> [Your task]:
Transcribe the items below without any change, covering only the stretch from the line containing "pin: the hand, one" through the last line of the items.

> [Exercise inputs]:
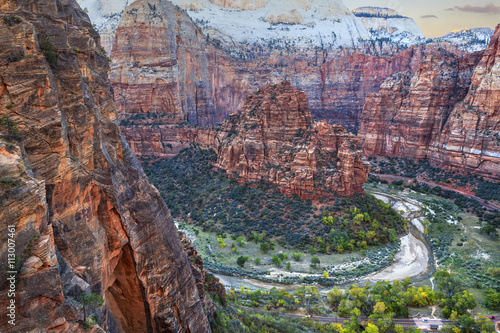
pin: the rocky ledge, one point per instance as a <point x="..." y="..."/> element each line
<point x="274" y="140"/>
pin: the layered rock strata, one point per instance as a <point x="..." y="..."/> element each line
<point x="448" y="112"/>
<point x="275" y="140"/>
<point x="471" y="137"/>
<point x="166" y="77"/>
<point x="86" y="217"/>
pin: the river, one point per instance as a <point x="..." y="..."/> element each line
<point x="414" y="258"/>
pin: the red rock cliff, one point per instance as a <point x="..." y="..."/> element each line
<point x="448" y="112"/>
<point x="471" y="136"/>
<point x="86" y="217"/>
<point x="275" y="140"/>
<point x="411" y="110"/>
<point x="166" y="72"/>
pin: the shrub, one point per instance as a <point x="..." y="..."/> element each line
<point x="264" y="247"/>
<point x="315" y="262"/>
<point x="49" y="52"/>
<point x="241" y="260"/>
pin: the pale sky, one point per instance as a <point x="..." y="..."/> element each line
<point x="438" y="17"/>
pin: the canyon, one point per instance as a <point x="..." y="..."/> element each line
<point x="447" y="112"/>
<point x="191" y="78"/>
<point x="274" y="140"/>
<point x="167" y="74"/>
<point x="87" y="219"/>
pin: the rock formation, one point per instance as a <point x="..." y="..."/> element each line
<point x="388" y="28"/>
<point x="86" y="217"/>
<point x="471" y="137"/>
<point x="447" y="112"/>
<point x="275" y="140"/>
<point x="166" y="75"/>
<point x="410" y="110"/>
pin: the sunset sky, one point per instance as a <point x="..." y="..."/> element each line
<point x="438" y="17"/>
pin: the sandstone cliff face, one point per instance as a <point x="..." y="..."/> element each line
<point x="165" y="73"/>
<point x="447" y="112"/>
<point x="275" y="140"/>
<point x="471" y="136"/>
<point x="411" y="110"/>
<point x="87" y="218"/>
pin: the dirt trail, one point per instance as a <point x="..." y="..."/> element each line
<point x="413" y="256"/>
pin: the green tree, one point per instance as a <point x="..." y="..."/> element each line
<point x="492" y="299"/>
<point x="315" y="262"/>
<point x="276" y="261"/>
<point x="49" y="52"/>
<point x="241" y="260"/>
<point x="90" y="304"/>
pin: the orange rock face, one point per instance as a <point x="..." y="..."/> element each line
<point x="275" y="140"/>
<point x="471" y="136"/>
<point x="86" y="217"/>
<point x="166" y="74"/>
<point x="411" y="110"/>
<point x="447" y="112"/>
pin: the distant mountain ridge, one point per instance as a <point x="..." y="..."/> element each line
<point x="278" y="24"/>
<point x="469" y="40"/>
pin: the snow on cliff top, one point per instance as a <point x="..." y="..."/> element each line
<point x="469" y="40"/>
<point x="277" y="23"/>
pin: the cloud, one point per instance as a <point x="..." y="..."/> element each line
<point x="489" y="8"/>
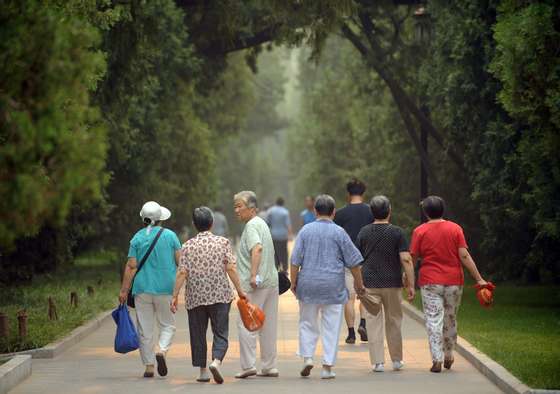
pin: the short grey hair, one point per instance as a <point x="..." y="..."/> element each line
<point x="380" y="207"/>
<point x="248" y="197"/>
<point x="324" y="205"/>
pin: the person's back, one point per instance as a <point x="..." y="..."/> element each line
<point x="157" y="276"/>
<point x="380" y="244"/>
<point x="326" y="251"/>
<point x="220" y="226"/>
<point x="438" y="244"/>
<point x="353" y="217"/>
<point x="278" y="219"/>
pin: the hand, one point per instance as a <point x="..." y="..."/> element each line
<point x="253" y="281"/>
<point x="410" y="293"/>
<point x="123" y="295"/>
<point x="174" y="302"/>
<point x="360" y="289"/>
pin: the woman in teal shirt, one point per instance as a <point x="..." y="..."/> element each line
<point x="153" y="285"/>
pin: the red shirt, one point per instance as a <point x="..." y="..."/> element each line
<point x="438" y="244"/>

> [Answer to this exercise]:
pin: the hand, one point per instance as a <point x="..." y="..."/> element each line
<point x="253" y="281"/>
<point x="410" y="293"/>
<point x="123" y="295"/>
<point x="174" y="302"/>
<point x="360" y="289"/>
pin: the woman in teal shirt, one point per instance as a <point x="..." y="..."/> element each line
<point x="153" y="285"/>
pin: the red shirt, one point per instance as a <point x="..." y="..."/> element each line
<point x="438" y="244"/>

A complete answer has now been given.